» Items
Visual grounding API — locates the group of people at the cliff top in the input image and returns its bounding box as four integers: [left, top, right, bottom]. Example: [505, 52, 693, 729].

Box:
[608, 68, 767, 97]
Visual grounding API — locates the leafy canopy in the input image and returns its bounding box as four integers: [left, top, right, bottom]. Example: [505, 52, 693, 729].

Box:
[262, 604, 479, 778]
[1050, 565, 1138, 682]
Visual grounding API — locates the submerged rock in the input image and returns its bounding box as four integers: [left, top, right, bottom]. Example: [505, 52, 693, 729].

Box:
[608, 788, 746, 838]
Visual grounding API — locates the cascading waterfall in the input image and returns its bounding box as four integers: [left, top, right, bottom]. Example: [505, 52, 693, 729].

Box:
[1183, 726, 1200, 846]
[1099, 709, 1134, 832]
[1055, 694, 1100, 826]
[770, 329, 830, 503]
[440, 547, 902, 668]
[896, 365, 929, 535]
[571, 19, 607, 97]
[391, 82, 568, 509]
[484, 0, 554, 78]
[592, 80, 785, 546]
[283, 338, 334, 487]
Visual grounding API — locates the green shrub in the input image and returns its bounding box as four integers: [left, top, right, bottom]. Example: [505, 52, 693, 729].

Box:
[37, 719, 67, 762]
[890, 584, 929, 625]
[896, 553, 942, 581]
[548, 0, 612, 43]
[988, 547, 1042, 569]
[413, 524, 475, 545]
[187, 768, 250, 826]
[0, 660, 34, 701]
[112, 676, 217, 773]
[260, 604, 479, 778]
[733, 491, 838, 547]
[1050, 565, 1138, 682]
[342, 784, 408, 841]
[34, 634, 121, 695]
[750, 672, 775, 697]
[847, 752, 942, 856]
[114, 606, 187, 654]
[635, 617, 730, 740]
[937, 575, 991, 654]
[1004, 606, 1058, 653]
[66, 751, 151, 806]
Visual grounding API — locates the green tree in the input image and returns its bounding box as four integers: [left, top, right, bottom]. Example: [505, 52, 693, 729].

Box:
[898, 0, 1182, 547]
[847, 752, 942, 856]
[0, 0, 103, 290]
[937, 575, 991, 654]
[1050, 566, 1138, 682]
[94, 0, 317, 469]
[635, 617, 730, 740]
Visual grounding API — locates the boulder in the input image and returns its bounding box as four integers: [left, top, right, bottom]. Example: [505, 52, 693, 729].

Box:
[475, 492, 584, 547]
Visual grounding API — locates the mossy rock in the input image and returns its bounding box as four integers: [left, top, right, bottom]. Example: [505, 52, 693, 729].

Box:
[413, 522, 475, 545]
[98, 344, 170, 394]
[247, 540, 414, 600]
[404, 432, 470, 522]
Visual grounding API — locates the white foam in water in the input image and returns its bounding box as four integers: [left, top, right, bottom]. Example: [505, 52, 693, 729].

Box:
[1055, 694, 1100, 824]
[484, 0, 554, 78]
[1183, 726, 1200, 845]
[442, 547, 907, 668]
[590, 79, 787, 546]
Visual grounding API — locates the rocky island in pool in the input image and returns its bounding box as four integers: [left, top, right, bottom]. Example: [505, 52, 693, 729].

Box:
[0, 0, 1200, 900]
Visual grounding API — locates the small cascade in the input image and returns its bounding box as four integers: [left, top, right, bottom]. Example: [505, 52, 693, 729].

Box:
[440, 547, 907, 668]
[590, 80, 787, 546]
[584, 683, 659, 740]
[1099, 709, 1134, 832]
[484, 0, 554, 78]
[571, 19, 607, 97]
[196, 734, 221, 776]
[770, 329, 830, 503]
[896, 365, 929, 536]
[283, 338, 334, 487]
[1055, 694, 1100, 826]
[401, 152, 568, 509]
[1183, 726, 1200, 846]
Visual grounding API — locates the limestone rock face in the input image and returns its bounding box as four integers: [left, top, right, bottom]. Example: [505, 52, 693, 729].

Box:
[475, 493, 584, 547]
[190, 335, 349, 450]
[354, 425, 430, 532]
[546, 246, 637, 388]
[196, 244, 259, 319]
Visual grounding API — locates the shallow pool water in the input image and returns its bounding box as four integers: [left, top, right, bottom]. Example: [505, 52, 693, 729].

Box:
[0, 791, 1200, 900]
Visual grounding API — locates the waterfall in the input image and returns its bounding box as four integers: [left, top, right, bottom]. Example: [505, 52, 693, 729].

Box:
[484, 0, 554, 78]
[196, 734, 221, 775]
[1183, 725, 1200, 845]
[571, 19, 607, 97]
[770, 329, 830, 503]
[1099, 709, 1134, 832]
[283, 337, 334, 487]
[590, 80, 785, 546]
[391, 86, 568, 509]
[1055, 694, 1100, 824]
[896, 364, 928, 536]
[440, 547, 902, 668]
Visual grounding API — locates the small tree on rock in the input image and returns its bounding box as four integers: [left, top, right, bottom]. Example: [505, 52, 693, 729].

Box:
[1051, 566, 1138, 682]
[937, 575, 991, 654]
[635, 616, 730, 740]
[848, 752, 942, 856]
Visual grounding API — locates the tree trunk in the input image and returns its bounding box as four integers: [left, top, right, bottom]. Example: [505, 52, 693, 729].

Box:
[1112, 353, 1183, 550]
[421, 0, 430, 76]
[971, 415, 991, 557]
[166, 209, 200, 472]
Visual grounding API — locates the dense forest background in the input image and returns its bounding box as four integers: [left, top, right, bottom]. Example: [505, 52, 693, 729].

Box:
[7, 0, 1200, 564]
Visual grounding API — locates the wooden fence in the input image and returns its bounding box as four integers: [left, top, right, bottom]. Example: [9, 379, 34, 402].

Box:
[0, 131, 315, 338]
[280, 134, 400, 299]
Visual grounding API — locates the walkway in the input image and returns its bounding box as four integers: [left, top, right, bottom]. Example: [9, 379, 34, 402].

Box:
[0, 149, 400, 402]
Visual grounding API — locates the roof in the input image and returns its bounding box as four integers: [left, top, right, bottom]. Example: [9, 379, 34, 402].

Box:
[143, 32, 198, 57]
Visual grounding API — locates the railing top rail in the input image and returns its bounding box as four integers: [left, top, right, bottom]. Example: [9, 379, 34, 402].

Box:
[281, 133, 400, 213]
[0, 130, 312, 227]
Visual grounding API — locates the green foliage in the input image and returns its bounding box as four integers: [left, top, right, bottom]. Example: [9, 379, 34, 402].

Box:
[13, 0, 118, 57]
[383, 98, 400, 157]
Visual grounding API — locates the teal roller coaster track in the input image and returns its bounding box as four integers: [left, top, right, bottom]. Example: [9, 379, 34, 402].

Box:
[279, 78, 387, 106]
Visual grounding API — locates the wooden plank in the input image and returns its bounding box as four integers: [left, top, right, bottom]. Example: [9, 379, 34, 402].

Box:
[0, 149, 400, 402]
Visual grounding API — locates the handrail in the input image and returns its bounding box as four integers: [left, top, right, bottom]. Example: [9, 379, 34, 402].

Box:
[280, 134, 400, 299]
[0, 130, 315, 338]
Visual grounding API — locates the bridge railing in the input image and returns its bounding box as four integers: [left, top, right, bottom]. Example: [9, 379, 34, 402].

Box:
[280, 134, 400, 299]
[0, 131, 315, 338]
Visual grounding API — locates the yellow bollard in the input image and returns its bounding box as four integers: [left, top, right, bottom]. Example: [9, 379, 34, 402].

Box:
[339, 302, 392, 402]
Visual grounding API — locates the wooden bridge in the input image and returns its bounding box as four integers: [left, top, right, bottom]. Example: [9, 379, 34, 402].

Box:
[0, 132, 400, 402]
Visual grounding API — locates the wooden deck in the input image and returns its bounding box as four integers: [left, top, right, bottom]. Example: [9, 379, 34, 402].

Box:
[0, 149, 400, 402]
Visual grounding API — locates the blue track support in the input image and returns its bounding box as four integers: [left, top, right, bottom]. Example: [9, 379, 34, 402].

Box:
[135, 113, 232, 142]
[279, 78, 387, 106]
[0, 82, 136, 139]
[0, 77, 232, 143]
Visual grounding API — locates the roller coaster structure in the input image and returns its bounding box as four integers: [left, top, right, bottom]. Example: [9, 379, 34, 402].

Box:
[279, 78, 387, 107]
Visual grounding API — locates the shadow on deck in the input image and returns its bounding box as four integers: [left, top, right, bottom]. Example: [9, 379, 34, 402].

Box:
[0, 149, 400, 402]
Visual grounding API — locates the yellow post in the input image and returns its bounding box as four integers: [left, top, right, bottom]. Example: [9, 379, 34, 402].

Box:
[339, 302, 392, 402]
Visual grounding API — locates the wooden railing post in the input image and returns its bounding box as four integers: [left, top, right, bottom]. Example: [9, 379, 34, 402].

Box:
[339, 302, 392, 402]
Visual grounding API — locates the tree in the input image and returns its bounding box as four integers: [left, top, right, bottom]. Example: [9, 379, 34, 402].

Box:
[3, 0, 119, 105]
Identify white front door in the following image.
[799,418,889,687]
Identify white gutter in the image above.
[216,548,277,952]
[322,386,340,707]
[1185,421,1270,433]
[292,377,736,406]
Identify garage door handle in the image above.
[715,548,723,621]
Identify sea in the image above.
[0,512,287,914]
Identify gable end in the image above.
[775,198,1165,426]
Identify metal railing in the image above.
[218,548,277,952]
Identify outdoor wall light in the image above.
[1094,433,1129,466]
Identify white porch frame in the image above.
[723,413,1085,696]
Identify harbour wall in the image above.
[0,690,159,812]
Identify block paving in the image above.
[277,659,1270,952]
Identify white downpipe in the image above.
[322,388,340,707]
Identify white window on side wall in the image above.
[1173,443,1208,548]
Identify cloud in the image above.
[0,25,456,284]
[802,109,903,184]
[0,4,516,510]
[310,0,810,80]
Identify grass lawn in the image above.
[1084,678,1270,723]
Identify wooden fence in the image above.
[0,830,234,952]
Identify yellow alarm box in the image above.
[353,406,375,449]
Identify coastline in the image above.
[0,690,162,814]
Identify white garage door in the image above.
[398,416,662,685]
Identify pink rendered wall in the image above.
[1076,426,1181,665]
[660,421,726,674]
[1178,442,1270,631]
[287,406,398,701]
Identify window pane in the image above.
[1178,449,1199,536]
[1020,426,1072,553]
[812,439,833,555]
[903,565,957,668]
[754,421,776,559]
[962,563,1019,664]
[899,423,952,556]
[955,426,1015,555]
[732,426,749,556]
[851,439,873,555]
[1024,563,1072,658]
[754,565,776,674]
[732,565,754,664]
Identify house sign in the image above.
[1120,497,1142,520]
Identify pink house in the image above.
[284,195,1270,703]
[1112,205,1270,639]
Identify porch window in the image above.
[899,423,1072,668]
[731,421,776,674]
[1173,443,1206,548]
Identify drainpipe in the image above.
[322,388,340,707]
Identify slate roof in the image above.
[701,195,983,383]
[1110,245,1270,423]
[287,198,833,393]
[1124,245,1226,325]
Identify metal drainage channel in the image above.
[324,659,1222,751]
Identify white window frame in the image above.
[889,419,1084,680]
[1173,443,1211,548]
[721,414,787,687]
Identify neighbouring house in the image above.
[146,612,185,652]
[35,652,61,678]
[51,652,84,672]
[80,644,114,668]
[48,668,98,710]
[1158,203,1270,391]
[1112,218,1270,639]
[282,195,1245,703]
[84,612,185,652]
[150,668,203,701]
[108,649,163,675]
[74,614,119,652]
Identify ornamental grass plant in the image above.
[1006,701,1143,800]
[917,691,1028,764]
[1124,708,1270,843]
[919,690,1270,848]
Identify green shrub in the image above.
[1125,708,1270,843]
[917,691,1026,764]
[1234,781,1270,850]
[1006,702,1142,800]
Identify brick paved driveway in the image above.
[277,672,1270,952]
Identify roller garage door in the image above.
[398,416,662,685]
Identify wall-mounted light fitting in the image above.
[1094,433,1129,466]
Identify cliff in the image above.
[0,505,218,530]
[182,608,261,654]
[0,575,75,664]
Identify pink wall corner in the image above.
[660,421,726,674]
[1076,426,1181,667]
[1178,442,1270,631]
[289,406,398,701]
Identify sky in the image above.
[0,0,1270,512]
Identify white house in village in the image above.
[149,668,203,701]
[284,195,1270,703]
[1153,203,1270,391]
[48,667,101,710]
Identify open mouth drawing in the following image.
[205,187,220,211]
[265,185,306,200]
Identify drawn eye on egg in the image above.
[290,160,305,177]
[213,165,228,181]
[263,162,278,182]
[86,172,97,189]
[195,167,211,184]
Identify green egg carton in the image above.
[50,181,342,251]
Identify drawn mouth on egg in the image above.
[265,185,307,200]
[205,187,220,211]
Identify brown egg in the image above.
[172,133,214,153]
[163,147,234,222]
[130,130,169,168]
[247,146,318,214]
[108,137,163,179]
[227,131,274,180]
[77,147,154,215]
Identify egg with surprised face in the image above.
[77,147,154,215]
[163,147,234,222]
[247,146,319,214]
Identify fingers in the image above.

» Exercise aim
Output the material above, from the line with "Visual grounding API — locates the wooden bridge" to the line with "[0, 77, 232, 143]", as a two-column CSV with the header input,output. Put each text and its answer on one row, with each value in a single quoted field and line breaks replaced by spaces.

» Exercise response
input,output
"Visual grounding API — locates the wooden bridge in the input image and returns its bounding box as four integers: [left, top, right, bottom]. Example: [9, 379, 34, 402]. Box:","[0, 132, 400, 402]"
"Visual grounding API — locates the wooden deck in the input image and returns its bounding box as four integers: [left, top, right, bottom]. Example: [9, 379, 34, 402]. Box:","[0, 149, 400, 402]"
"Visual grounding API — locates the blue track support in the input image and returns its bounding box as four integers: [left, top, right, bottom]. Example: [9, 379, 34, 402]. Box:","[135, 113, 232, 142] [279, 78, 387, 106] [0, 82, 136, 139] [0, 77, 232, 143]"